Below this sentence is a listing; return exactly its lines from the one with "TARGET = goalkeeper in yellow kit" to the one with "TARGET = grass turf", both kept, and nothing more.

+ + + + +

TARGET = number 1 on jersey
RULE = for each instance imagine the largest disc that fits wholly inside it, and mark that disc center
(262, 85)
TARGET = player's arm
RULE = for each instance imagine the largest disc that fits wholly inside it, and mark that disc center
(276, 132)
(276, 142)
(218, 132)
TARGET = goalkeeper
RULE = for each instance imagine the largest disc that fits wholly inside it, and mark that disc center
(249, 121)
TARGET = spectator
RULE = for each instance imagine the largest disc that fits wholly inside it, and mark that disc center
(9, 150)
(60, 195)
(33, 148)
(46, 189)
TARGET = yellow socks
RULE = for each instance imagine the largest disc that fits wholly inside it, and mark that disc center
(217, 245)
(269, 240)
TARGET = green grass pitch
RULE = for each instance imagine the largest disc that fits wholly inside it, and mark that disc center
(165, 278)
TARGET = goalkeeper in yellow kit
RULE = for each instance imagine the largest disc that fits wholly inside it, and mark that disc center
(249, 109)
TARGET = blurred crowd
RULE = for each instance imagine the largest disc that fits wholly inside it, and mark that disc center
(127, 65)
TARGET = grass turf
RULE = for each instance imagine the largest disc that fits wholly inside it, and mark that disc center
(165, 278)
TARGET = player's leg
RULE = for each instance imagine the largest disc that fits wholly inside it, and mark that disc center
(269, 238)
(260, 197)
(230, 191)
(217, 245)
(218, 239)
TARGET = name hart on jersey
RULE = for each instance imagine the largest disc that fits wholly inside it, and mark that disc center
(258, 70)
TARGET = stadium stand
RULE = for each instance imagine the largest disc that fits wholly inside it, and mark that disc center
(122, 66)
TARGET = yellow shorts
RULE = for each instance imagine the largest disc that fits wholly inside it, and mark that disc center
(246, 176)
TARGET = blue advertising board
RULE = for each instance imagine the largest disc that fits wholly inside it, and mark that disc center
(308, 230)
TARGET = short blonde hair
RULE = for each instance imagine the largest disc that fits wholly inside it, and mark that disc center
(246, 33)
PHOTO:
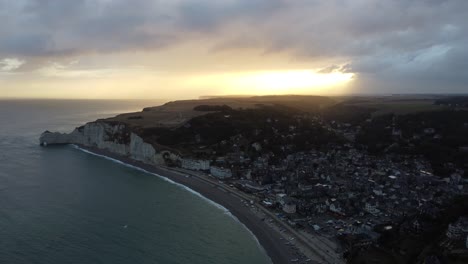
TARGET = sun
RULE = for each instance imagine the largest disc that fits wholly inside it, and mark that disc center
(290, 80)
(275, 82)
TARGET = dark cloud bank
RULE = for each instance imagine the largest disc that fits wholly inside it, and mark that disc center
(393, 46)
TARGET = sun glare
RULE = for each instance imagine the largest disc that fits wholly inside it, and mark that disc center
(276, 82)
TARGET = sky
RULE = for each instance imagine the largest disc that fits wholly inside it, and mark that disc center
(179, 49)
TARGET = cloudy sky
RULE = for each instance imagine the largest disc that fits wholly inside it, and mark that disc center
(187, 48)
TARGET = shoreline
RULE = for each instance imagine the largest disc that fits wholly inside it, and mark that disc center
(270, 241)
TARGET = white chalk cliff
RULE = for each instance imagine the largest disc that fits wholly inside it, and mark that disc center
(116, 138)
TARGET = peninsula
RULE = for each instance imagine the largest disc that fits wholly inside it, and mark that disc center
(316, 179)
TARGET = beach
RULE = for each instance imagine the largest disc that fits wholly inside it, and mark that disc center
(273, 242)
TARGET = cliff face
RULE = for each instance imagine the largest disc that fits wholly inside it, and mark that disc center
(115, 138)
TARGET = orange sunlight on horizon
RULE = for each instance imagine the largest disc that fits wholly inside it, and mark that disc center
(275, 82)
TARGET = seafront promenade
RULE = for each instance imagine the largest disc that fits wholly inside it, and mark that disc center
(314, 249)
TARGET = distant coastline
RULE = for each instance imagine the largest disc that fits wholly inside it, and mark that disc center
(270, 241)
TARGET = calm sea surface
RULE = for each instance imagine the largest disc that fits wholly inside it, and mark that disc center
(61, 205)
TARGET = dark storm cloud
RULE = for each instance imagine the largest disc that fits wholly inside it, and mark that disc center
(411, 44)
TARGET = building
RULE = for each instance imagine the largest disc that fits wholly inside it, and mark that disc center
(458, 230)
(289, 207)
(219, 172)
(192, 164)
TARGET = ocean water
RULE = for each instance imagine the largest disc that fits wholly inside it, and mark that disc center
(62, 205)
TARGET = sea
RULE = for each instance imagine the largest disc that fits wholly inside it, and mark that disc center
(59, 204)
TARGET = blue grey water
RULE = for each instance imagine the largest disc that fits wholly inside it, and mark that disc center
(61, 205)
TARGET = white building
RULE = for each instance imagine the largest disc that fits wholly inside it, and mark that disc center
(221, 173)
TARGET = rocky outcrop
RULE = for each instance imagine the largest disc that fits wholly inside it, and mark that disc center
(116, 138)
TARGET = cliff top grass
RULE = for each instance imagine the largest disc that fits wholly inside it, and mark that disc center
(176, 113)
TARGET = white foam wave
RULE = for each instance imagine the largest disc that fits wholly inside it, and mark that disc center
(226, 211)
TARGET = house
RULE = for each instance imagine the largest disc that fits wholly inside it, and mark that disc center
(220, 172)
(458, 230)
(192, 164)
(289, 207)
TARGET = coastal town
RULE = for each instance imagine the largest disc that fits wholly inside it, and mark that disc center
(339, 185)
(340, 195)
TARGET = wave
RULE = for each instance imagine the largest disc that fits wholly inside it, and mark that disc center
(219, 206)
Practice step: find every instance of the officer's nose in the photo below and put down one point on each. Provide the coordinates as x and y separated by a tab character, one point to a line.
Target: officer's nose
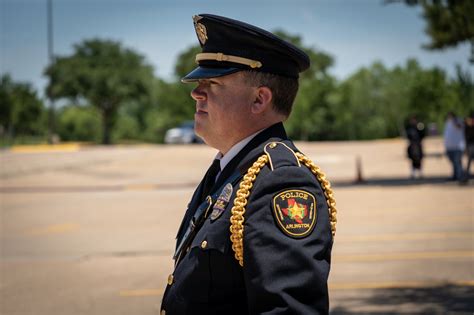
198	93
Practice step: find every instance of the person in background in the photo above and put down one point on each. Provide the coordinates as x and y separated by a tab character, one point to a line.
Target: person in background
454	144
469	137
415	132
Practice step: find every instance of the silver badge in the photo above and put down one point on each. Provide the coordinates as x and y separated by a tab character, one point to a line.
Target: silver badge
222	202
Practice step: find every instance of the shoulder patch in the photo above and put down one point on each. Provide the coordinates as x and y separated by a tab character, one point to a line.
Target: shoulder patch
295	212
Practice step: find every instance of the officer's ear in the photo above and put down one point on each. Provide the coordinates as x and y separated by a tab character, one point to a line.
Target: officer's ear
262	101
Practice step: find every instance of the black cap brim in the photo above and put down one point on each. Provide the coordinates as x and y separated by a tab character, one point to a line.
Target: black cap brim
207	73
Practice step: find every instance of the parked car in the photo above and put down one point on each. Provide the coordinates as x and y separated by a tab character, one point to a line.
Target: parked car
182	134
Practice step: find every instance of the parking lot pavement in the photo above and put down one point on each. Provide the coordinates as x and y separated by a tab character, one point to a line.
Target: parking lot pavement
92	231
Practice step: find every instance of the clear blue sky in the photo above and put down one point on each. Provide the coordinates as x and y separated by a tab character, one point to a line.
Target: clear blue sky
355	32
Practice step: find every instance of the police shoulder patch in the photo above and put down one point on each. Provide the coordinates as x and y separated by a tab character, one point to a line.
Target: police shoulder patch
295	212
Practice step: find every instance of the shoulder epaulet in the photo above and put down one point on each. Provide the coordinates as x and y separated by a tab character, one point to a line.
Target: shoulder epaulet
277	154
280	154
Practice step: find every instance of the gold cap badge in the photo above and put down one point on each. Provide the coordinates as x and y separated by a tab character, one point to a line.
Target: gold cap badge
201	30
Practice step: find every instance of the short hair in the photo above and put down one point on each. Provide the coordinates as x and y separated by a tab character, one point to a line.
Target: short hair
283	89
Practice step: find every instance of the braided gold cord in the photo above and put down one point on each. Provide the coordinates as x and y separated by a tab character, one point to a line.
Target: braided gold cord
238	210
240	201
326	188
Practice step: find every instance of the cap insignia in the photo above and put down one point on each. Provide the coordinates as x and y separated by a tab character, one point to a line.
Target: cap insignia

+ + + + +

Exercise response
TARGET = goalkeeper in yellow kit
RULE = for each instance imagine the largest disc that fits wholly inside it, and mark that disc center
(249, 109)
TARGET = blurred crowd
RULE = for each instance imagine the largest disc that fits wholly inside it, and mark that disc center
(127, 65)
TARGET = grass turf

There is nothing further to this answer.